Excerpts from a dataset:
##############################
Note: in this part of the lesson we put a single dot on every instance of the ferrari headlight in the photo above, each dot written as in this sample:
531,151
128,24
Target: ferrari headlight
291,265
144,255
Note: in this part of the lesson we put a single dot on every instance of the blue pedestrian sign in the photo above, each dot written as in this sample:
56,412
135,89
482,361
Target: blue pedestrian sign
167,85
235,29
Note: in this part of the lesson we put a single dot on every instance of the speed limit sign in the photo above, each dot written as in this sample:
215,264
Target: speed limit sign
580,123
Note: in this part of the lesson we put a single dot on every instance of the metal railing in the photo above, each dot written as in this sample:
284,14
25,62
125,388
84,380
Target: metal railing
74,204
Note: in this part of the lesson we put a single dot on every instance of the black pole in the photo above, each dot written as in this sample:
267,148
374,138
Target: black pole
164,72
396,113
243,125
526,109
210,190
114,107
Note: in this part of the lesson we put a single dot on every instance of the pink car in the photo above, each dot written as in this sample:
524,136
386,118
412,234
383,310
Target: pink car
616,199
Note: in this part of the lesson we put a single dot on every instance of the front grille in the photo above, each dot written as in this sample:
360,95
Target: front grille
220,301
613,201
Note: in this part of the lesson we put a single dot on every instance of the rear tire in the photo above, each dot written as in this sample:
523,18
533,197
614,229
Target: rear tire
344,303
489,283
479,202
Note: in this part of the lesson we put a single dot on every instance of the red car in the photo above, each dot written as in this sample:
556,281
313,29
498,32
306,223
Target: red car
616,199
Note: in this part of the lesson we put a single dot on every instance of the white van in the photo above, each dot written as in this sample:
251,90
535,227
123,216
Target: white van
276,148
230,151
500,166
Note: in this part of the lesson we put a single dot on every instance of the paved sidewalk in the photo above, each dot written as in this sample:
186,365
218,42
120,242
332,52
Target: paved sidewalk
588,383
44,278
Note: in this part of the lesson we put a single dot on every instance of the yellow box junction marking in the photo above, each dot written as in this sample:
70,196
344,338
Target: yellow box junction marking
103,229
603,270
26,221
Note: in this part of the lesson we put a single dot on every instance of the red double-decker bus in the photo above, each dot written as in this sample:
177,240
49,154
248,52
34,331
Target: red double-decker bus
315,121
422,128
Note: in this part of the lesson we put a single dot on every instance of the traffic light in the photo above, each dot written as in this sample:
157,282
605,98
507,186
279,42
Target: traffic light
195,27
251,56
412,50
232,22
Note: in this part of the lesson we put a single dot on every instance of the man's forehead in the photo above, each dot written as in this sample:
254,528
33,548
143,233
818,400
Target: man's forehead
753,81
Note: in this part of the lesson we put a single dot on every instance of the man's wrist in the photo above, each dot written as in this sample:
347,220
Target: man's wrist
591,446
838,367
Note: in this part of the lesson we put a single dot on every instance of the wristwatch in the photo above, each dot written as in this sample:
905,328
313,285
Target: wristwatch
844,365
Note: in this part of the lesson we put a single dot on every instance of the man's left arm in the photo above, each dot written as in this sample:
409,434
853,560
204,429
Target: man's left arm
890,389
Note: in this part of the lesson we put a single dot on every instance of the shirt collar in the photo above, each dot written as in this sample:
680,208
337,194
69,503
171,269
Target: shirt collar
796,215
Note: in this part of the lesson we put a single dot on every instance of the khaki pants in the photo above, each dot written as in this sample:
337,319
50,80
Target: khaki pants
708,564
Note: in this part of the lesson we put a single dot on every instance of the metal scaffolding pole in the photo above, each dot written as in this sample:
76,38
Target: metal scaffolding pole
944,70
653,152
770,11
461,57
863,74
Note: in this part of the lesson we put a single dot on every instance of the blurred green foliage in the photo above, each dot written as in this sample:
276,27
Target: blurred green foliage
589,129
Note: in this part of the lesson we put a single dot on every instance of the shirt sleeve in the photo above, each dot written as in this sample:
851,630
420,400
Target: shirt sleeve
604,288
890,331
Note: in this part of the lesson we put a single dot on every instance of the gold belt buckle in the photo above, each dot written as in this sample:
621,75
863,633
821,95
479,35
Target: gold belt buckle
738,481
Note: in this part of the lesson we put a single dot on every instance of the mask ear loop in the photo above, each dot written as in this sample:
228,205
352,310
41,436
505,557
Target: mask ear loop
##############################
| WHAT YOU SHOULD DO |
Your answer should be a single number: the count of lines in the records that contain "loop".

| ANSWER BOX |
2